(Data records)
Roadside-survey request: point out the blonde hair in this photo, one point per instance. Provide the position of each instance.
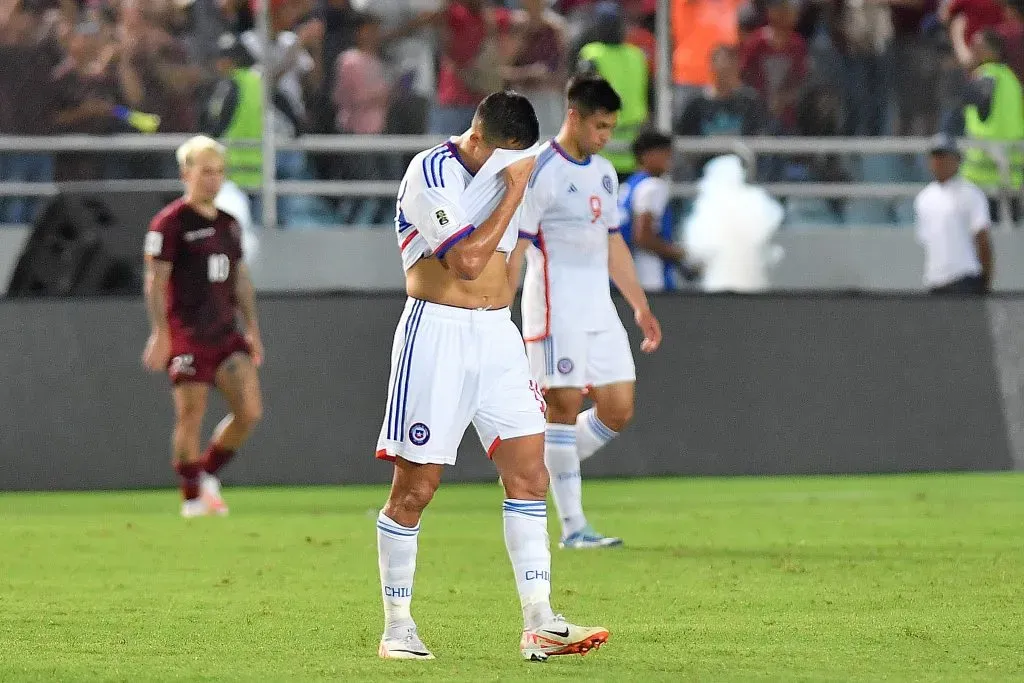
(194, 145)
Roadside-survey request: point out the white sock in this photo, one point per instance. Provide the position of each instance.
(396, 557)
(563, 467)
(526, 540)
(591, 434)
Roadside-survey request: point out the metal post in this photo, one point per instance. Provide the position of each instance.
(269, 188)
(663, 80)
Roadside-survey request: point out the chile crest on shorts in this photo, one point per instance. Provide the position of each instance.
(419, 433)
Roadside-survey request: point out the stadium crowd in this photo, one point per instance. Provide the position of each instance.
(814, 68)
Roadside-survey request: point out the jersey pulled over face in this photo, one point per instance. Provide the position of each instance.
(205, 254)
(569, 210)
(431, 215)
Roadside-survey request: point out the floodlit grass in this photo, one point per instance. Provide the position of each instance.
(865, 579)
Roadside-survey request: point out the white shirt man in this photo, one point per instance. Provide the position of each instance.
(952, 221)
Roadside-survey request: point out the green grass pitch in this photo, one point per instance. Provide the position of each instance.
(845, 579)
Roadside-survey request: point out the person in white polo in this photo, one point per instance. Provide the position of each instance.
(952, 222)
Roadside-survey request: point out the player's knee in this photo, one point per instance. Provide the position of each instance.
(250, 415)
(617, 417)
(413, 498)
(563, 408)
(528, 483)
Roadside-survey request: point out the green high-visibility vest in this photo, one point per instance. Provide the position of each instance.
(245, 165)
(1005, 123)
(625, 67)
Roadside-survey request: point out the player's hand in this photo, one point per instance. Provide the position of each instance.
(517, 175)
(651, 330)
(158, 351)
(255, 347)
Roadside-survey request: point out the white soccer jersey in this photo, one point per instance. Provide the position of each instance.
(568, 211)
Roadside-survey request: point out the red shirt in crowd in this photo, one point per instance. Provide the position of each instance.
(1012, 33)
(980, 14)
(466, 30)
(906, 20)
(772, 69)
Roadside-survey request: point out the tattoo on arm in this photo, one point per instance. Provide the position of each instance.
(246, 294)
(158, 274)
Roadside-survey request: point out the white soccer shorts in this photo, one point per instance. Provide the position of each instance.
(452, 367)
(572, 357)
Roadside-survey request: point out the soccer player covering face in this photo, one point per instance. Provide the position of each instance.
(196, 284)
(458, 358)
(573, 336)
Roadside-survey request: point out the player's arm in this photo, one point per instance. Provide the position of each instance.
(471, 251)
(158, 278)
(515, 262)
(624, 274)
(246, 295)
(158, 347)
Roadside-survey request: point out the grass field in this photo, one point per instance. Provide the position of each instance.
(862, 579)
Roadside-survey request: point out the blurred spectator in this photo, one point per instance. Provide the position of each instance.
(911, 70)
(818, 114)
(774, 61)
(966, 18)
(363, 91)
(538, 68)
(639, 33)
(411, 48)
(625, 67)
(994, 112)
(470, 62)
(290, 66)
(235, 112)
(697, 27)
(727, 107)
(1011, 32)
(848, 45)
(952, 224)
(29, 52)
(154, 71)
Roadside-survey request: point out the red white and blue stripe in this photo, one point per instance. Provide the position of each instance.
(387, 526)
(397, 399)
(532, 509)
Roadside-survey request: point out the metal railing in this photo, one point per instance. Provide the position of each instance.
(751, 150)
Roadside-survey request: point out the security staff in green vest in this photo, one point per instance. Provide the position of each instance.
(235, 112)
(625, 67)
(994, 113)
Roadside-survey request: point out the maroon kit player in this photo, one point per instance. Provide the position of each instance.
(197, 285)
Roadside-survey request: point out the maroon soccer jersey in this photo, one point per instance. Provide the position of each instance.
(205, 254)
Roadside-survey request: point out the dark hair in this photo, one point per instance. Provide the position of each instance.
(648, 140)
(589, 94)
(508, 119)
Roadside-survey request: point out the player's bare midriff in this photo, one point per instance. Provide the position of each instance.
(431, 281)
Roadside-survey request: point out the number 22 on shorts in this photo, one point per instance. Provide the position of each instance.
(218, 267)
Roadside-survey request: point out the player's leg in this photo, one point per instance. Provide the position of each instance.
(428, 409)
(611, 412)
(238, 380)
(397, 530)
(611, 376)
(561, 458)
(510, 423)
(559, 363)
(189, 406)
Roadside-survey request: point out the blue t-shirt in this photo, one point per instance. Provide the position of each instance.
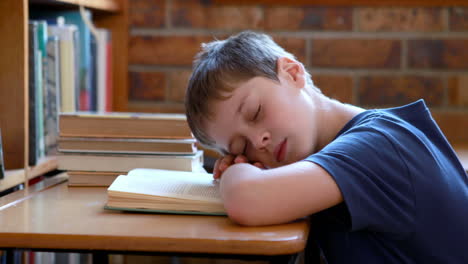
(405, 191)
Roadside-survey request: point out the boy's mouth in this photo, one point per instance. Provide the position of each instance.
(280, 151)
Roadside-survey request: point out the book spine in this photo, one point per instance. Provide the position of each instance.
(2, 167)
(40, 89)
(32, 49)
(52, 93)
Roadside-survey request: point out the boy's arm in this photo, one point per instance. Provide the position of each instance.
(253, 196)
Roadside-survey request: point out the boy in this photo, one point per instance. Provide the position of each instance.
(382, 186)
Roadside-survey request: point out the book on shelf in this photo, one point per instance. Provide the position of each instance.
(34, 81)
(127, 145)
(37, 34)
(165, 191)
(124, 125)
(51, 96)
(92, 178)
(123, 162)
(67, 35)
(2, 167)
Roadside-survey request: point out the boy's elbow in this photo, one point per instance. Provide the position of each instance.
(241, 205)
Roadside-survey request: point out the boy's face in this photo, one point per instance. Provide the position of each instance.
(269, 122)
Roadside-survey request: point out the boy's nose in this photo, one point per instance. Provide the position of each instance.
(262, 140)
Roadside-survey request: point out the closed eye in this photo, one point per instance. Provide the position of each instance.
(257, 113)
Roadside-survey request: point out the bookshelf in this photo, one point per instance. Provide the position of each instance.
(14, 101)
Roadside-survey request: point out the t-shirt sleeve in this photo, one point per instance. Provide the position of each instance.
(373, 179)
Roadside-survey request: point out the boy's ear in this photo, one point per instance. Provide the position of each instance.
(291, 70)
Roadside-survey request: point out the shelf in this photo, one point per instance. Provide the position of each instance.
(408, 3)
(16, 177)
(102, 5)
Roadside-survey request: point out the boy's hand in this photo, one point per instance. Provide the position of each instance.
(223, 163)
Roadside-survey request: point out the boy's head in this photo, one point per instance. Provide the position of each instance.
(221, 67)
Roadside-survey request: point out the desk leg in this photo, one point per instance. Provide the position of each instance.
(286, 259)
(100, 258)
(12, 256)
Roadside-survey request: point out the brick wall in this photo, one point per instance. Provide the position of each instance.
(373, 57)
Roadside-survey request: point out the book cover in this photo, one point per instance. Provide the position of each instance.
(34, 80)
(2, 167)
(124, 125)
(52, 93)
(116, 162)
(166, 191)
(82, 47)
(40, 87)
(92, 178)
(66, 35)
(127, 145)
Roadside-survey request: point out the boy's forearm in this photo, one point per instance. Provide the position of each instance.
(263, 197)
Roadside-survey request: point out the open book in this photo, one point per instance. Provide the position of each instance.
(165, 191)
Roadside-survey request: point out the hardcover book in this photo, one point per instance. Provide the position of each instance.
(116, 162)
(2, 167)
(166, 191)
(127, 145)
(124, 125)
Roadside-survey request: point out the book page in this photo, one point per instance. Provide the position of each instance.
(177, 184)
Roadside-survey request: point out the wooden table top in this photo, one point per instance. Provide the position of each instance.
(62, 217)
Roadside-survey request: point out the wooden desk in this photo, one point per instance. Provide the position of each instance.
(73, 218)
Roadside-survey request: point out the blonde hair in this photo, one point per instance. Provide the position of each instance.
(220, 65)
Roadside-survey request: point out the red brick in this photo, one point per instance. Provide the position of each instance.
(147, 86)
(202, 14)
(453, 124)
(458, 90)
(165, 50)
(438, 54)
(308, 18)
(400, 19)
(178, 84)
(399, 90)
(296, 46)
(356, 53)
(338, 87)
(459, 19)
(147, 13)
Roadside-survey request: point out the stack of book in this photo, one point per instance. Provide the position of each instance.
(69, 70)
(94, 148)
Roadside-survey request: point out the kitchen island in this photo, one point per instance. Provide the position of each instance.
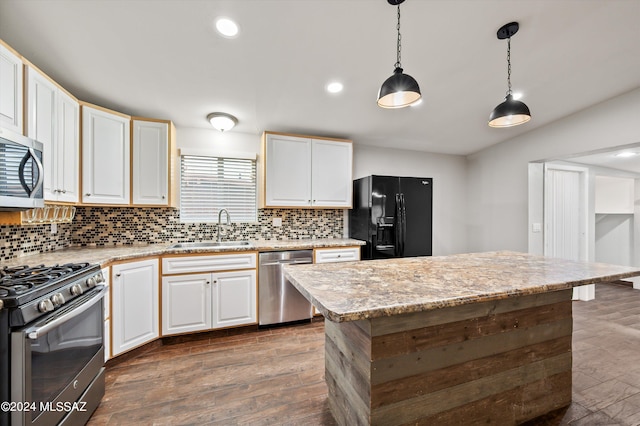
(481, 338)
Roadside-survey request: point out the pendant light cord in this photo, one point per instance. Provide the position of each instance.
(398, 65)
(508, 66)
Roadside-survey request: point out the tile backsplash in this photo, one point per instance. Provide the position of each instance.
(112, 226)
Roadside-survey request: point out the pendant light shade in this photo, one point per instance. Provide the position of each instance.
(510, 112)
(400, 90)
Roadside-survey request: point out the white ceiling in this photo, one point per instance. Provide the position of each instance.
(163, 59)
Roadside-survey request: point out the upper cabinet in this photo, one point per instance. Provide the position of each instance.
(53, 119)
(614, 195)
(10, 90)
(305, 171)
(154, 155)
(105, 156)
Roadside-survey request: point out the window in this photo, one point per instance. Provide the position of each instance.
(209, 184)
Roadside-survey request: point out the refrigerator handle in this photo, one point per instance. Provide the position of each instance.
(403, 224)
(397, 251)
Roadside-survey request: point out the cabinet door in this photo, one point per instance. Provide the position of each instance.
(134, 293)
(234, 298)
(11, 89)
(150, 162)
(288, 171)
(186, 303)
(68, 149)
(332, 255)
(331, 173)
(41, 125)
(105, 157)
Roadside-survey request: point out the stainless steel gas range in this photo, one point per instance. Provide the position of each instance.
(51, 344)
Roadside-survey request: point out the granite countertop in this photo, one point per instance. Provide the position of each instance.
(107, 255)
(354, 291)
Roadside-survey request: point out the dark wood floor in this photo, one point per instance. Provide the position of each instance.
(276, 376)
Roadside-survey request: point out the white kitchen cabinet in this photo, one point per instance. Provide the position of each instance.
(331, 173)
(152, 153)
(223, 296)
(134, 304)
(11, 90)
(105, 156)
(614, 195)
(301, 171)
(53, 119)
(332, 255)
(186, 303)
(234, 298)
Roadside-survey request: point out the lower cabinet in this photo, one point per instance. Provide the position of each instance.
(204, 301)
(134, 304)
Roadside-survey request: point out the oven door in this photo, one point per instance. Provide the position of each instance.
(55, 363)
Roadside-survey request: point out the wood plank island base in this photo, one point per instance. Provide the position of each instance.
(482, 338)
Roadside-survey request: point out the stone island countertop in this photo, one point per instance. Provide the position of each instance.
(354, 291)
(107, 255)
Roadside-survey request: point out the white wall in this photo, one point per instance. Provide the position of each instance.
(497, 177)
(449, 187)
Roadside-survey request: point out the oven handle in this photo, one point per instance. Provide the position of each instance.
(36, 332)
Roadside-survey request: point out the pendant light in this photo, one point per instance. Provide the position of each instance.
(510, 112)
(400, 90)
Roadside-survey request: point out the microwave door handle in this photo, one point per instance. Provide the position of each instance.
(36, 332)
(31, 192)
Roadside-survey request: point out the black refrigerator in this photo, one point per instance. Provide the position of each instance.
(393, 215)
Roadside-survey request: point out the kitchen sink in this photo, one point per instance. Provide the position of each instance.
(211, 244)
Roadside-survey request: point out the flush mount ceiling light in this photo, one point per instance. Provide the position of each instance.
(222, 121)
(227, 27)
(400, 90)
(510, 112)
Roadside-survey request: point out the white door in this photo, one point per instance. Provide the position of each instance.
(68, 149)
(186, 303)
(150, 162)
(288, 171)
(134, 292)
(234, 298)
(10, 90)
(566, 217)
(105, 157)
(331, 178)
(41, 125)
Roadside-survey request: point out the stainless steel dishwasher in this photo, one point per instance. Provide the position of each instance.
(280, 302)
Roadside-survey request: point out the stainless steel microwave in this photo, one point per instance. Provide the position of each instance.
(21, 172)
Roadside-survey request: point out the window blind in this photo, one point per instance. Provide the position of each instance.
(209, 184)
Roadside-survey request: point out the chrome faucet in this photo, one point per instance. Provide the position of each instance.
(220, 219)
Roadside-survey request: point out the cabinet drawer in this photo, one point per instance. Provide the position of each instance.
(337, 255)
(220, 262)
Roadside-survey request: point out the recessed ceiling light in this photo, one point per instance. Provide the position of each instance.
(626, 154)
(227, 27)
(335, 87)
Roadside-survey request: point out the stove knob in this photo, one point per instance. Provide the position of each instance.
(57, 299)
(45, 306)
(76, 290)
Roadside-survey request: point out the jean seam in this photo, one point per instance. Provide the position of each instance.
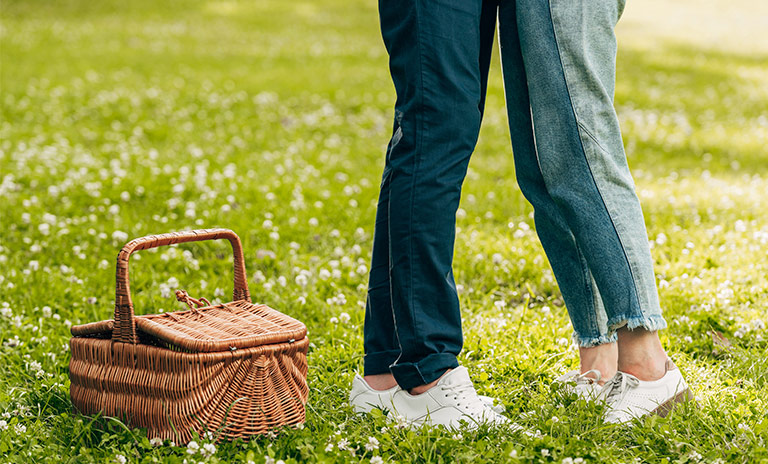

Aim: Report how many lines of the listing above contain the string "player". Give only the number.

Task answer: 7